§ Requirement
Repeat the data word for word, from the line containing "Reviewer check: every instance of the white parasol" down to the end of the data.

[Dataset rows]
********

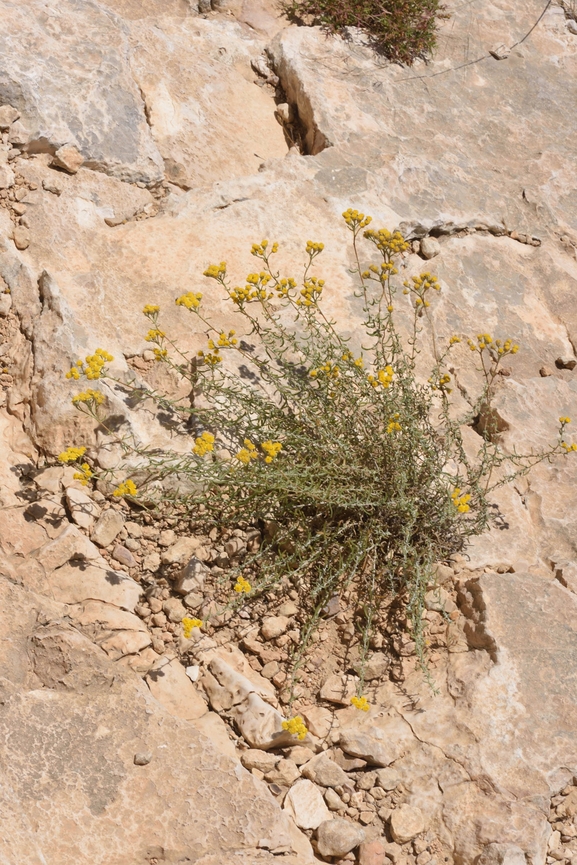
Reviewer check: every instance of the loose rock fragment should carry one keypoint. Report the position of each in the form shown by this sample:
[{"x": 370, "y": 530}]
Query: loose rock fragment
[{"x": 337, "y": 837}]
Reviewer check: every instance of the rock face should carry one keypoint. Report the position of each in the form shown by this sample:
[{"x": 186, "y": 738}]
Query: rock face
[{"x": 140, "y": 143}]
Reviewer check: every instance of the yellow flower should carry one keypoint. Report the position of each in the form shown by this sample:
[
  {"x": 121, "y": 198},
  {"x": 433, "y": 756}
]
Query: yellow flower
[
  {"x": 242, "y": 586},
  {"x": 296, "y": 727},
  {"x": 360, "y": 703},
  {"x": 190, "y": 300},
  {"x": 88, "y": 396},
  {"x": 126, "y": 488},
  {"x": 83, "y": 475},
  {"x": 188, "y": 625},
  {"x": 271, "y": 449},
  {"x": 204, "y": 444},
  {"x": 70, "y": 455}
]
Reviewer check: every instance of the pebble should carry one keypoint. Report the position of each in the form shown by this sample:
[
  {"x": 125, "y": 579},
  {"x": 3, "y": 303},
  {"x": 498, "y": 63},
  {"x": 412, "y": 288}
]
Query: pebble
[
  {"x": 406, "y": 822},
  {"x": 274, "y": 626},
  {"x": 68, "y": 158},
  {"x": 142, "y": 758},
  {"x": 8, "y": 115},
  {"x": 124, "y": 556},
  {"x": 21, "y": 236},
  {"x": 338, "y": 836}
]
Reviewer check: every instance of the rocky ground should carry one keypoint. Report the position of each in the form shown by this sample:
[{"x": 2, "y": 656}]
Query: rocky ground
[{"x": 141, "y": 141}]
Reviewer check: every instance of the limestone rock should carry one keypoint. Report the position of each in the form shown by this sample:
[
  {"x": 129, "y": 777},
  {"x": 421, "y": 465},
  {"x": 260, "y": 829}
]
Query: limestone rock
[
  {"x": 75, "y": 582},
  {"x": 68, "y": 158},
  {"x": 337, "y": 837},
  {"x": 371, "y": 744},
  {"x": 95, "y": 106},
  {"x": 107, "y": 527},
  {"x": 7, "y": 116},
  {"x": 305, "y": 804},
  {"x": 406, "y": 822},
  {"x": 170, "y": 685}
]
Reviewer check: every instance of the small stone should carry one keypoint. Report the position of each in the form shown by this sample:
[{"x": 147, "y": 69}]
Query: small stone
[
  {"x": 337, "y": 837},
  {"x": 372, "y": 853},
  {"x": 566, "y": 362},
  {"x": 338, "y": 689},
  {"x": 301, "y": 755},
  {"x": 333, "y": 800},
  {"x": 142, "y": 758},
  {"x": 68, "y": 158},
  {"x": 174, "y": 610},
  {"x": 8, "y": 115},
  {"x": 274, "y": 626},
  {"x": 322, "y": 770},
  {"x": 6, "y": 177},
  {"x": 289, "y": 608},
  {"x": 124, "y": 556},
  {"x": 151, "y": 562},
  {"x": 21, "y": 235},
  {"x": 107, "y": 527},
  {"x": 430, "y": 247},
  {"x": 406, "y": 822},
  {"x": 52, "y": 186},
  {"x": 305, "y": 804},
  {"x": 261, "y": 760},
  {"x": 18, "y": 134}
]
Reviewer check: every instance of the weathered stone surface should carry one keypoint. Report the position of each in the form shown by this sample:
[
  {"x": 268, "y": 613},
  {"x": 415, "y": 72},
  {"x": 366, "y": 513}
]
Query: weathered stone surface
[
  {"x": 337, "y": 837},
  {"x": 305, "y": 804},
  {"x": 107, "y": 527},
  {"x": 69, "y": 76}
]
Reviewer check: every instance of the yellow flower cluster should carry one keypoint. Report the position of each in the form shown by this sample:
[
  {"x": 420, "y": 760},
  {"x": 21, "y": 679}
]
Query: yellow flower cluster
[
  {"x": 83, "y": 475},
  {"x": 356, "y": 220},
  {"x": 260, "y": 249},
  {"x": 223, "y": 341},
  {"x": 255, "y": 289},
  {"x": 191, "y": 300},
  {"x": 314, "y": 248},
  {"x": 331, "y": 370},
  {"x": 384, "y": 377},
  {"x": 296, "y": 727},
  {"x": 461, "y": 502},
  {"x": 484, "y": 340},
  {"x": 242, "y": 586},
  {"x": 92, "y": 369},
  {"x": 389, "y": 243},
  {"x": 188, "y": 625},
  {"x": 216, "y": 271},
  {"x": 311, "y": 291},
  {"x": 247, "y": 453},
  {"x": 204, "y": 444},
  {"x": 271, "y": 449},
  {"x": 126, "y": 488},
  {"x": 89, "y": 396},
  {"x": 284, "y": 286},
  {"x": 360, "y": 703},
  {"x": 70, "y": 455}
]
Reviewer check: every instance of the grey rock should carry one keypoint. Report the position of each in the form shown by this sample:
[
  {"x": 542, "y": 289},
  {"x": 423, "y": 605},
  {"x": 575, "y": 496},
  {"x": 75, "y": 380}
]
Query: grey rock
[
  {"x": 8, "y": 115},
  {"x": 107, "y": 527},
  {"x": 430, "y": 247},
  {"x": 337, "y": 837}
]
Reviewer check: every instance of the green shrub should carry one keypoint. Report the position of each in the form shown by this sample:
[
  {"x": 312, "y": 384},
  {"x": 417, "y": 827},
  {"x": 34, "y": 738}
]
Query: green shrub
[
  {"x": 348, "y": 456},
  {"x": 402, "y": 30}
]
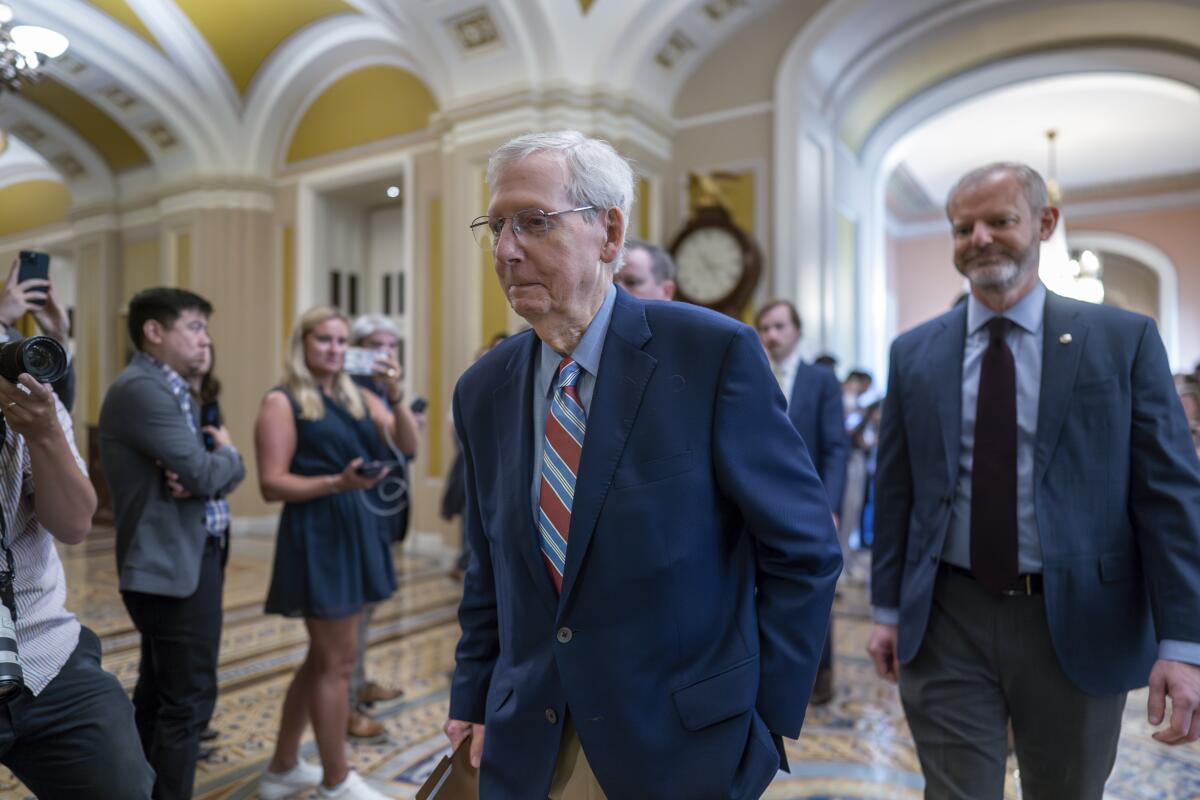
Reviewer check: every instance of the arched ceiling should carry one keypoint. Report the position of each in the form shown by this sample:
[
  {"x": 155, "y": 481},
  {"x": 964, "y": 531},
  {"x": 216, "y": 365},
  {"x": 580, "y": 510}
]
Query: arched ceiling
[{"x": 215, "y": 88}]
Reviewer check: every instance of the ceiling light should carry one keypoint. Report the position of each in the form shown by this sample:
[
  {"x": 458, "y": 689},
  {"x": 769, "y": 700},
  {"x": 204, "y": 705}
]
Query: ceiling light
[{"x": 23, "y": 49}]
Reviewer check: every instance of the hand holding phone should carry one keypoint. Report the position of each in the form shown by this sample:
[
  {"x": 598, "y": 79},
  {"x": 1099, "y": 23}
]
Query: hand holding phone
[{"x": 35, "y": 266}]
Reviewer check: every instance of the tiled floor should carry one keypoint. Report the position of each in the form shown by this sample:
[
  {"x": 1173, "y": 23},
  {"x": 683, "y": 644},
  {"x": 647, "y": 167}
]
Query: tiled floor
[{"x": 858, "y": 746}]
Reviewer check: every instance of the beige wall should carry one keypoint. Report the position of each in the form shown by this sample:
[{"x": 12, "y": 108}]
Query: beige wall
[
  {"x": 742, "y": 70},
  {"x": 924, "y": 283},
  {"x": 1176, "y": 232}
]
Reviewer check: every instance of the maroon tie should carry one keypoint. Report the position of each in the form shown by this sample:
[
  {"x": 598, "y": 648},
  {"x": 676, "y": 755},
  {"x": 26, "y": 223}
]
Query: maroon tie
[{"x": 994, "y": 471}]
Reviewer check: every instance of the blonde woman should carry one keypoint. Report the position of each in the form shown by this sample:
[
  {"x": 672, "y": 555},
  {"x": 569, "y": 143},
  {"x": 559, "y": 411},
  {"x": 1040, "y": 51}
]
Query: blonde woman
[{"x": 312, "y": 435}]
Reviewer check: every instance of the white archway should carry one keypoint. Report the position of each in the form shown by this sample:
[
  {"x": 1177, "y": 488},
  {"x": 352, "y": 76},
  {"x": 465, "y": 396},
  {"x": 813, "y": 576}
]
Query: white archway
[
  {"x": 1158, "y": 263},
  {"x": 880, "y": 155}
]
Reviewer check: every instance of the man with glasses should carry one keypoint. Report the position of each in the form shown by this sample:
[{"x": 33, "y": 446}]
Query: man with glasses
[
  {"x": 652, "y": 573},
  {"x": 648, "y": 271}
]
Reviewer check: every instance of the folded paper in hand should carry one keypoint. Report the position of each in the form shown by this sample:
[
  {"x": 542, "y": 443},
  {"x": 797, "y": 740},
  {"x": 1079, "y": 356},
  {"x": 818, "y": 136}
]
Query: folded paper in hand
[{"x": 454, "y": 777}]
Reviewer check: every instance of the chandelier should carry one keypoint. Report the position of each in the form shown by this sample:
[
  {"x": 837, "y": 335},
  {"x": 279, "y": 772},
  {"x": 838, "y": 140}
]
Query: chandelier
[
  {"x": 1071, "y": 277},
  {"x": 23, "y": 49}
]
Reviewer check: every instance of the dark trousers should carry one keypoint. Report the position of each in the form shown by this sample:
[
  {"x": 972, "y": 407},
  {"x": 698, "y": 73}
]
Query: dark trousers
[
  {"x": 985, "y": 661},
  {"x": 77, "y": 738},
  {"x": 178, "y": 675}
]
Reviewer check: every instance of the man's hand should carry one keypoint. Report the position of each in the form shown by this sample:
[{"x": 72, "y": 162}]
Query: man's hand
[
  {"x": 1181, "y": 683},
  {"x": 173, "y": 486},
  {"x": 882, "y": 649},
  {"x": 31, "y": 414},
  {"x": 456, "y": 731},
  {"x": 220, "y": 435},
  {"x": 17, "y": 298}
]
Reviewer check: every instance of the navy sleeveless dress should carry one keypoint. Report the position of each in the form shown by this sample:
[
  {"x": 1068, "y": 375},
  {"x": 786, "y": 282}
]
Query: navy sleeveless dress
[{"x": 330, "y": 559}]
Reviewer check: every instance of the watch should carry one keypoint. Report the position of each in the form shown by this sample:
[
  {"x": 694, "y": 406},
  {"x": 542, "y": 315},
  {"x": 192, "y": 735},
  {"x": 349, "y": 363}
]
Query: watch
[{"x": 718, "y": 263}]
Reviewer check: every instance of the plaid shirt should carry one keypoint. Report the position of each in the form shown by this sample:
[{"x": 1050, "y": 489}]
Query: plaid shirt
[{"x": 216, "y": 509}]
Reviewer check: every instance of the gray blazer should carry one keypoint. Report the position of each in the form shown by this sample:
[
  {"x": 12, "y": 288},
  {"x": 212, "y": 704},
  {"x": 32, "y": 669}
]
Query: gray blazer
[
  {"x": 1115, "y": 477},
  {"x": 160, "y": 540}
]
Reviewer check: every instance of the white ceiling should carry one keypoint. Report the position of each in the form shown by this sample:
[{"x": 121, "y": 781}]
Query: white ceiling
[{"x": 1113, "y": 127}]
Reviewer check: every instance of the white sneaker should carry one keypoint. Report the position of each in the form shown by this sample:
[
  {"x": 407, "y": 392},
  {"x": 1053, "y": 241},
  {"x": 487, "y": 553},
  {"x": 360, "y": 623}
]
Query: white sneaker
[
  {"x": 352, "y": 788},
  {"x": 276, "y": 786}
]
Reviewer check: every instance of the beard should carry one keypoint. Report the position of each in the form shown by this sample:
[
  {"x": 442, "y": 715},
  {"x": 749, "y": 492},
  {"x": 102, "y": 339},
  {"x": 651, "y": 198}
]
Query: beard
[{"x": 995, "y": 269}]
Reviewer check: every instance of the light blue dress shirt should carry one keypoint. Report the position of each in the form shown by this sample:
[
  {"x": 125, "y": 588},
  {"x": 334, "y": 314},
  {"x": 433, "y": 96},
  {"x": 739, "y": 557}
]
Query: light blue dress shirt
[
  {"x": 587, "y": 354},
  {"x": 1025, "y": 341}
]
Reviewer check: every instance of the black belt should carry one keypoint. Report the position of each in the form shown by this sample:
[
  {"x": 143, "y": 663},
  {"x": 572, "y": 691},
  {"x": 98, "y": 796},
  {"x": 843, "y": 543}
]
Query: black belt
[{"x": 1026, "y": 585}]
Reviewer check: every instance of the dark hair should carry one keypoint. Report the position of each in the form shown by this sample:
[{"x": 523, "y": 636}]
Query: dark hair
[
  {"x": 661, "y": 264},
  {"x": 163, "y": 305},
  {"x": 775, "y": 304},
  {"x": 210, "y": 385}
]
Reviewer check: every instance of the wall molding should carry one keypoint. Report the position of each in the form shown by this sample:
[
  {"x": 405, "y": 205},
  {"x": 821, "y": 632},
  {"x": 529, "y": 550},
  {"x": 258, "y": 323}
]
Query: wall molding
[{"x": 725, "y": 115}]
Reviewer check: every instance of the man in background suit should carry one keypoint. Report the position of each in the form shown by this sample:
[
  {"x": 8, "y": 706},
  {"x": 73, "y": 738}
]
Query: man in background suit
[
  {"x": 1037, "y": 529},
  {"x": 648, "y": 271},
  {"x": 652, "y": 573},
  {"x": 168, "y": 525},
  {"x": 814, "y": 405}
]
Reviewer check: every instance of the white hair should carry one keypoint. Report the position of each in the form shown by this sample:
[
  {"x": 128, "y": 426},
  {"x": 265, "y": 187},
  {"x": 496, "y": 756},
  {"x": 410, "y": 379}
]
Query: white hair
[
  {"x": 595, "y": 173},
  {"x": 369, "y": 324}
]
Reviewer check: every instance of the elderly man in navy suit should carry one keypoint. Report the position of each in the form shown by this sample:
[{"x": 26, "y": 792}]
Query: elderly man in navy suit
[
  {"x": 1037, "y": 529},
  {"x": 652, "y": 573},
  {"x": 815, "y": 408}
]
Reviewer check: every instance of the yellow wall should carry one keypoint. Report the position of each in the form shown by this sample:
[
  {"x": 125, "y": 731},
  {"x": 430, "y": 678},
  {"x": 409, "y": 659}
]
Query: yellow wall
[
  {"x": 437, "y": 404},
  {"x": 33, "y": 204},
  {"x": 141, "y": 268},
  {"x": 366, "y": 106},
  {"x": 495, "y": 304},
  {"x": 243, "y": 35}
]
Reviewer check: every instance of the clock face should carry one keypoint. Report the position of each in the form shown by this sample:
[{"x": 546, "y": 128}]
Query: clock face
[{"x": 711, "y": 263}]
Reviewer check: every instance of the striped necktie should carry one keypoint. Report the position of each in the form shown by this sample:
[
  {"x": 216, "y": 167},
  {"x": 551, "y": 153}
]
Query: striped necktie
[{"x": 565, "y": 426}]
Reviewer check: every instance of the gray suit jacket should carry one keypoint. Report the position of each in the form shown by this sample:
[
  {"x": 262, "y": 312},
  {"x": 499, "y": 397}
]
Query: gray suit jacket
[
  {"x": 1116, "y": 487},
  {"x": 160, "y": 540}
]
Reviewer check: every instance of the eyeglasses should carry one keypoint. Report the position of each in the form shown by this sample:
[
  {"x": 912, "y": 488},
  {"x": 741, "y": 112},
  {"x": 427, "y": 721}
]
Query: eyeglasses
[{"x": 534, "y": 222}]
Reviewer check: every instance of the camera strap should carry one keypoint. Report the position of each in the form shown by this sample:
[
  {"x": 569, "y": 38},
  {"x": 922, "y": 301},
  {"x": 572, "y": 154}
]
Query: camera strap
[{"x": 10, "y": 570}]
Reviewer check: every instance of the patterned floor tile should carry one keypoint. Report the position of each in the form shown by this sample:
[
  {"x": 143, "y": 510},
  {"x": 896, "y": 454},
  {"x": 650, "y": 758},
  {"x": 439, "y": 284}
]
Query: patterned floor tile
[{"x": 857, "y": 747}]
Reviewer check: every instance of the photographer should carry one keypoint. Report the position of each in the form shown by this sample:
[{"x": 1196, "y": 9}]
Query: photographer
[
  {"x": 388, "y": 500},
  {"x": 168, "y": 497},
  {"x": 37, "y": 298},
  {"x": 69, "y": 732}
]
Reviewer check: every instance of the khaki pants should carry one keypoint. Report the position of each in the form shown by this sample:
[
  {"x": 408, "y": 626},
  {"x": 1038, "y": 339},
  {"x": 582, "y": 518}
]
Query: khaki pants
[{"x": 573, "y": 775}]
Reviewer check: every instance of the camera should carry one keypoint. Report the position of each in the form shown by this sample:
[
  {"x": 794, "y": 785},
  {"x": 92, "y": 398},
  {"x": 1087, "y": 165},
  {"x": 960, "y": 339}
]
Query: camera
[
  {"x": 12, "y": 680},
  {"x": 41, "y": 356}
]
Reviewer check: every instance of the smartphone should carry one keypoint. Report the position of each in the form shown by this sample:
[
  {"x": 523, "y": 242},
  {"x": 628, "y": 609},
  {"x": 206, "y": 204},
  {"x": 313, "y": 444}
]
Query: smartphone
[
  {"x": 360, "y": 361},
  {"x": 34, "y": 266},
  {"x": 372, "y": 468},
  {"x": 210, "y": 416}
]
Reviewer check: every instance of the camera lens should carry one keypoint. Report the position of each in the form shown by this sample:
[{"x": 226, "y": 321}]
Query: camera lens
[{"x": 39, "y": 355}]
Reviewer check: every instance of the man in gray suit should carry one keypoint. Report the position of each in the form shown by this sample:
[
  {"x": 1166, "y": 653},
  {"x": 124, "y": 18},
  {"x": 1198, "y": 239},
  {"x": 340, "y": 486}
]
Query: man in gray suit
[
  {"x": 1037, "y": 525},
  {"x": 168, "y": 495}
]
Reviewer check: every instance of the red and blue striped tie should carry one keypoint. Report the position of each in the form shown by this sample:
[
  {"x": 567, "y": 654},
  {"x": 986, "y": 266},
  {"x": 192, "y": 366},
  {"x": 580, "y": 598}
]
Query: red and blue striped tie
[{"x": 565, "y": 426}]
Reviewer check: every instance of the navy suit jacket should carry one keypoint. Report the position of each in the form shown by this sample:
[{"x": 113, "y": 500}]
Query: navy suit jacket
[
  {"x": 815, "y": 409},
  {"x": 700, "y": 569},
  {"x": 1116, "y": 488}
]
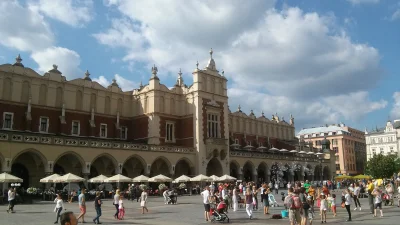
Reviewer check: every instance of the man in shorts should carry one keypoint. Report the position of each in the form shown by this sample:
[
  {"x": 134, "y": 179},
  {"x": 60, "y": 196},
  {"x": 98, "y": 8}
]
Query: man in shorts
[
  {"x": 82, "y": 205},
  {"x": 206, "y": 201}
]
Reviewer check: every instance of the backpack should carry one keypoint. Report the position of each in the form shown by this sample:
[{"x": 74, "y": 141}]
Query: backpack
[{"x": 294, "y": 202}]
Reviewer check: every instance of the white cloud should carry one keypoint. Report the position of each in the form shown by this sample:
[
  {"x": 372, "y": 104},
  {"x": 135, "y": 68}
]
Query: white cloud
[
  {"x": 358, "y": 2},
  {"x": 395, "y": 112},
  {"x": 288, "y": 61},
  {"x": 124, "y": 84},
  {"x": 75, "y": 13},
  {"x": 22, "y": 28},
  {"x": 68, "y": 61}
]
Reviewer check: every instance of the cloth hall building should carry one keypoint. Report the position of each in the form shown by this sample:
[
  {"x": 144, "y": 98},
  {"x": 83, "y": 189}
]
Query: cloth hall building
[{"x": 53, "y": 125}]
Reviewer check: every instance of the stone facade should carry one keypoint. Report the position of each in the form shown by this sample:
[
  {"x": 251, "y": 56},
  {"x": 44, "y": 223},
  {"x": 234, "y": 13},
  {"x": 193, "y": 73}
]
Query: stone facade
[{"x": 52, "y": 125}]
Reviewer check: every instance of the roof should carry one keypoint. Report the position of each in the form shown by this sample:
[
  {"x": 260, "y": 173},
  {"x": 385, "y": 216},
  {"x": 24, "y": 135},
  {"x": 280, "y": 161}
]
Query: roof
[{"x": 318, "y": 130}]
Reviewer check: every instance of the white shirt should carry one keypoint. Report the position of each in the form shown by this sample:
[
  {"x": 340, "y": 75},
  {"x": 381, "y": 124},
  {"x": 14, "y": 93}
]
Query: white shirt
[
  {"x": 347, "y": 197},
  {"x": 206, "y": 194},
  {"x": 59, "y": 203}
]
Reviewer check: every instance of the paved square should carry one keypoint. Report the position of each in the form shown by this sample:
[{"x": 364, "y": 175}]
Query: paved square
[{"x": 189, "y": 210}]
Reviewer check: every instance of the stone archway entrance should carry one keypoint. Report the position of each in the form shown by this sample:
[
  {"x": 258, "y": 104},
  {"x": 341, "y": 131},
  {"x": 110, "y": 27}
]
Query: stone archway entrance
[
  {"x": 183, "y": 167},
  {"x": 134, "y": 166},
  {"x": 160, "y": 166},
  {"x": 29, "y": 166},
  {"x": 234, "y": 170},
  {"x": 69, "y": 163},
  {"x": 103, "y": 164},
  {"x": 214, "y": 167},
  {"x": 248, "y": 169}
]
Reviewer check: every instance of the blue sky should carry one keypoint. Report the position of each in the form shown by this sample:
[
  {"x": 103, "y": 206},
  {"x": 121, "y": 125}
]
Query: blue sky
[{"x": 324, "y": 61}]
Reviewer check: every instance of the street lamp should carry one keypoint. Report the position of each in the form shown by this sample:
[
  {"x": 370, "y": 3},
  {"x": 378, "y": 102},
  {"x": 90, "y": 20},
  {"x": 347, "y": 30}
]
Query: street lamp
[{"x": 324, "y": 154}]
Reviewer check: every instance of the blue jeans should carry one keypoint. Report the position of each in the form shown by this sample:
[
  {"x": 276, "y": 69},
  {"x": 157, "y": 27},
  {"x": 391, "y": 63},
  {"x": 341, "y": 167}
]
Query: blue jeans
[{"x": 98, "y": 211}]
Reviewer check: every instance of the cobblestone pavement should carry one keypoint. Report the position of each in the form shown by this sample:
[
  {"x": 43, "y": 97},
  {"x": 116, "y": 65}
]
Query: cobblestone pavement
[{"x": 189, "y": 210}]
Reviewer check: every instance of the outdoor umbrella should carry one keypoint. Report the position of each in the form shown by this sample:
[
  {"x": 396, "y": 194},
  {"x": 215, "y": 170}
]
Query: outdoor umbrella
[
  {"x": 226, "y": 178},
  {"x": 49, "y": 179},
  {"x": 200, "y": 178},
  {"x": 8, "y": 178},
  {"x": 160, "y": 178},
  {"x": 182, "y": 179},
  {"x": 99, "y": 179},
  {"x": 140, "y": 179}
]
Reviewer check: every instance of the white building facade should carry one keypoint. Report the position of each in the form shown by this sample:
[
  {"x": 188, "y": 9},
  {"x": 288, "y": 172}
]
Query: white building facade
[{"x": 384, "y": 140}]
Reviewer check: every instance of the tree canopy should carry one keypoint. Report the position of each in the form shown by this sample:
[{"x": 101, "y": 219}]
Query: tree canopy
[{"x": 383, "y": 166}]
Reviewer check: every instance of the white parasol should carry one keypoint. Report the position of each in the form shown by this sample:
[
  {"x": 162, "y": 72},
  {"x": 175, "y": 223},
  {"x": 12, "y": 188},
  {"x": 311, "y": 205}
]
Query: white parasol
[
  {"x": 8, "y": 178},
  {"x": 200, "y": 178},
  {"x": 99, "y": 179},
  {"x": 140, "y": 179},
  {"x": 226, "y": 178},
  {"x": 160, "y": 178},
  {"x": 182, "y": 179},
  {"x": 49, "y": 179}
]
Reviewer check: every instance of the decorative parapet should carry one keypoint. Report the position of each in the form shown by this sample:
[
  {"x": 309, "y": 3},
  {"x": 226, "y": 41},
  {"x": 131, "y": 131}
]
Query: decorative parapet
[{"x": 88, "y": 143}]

********

§ Response below
Reviewer check: every instance of the white parasol should carry one keypoint. Report the position of each in the form shown by this sample:
[
  {"x": 162, "y": 72},
  {"x": 175, "y": 223},
  {"x": 12, "y": 188},
  {"x": 311, "y": 205}
]
Query: white parasol
[
  {"x": 8, "y": 178},
  {"x": 200, "y": 178},
  {"x": 99, "y": 179},
  {"x": 140, "y": 179},
  {"x": 226, "y": 178},
  {"x": 160, "y": 178},
  {"x": 182, "y": 179},
  {"x": 49, "y": 179}
]
Reviewer check: every instance of the decorative parapet should carry one keypoint. Report the position of each in the form shown by this sample:
[
  {"x": 309, "y": 3},
  {"x": 226, "y": 41},
  {"x": 131, "y": 131}
]
Query: decorative parapet
[{"x": 88, "y": 143}]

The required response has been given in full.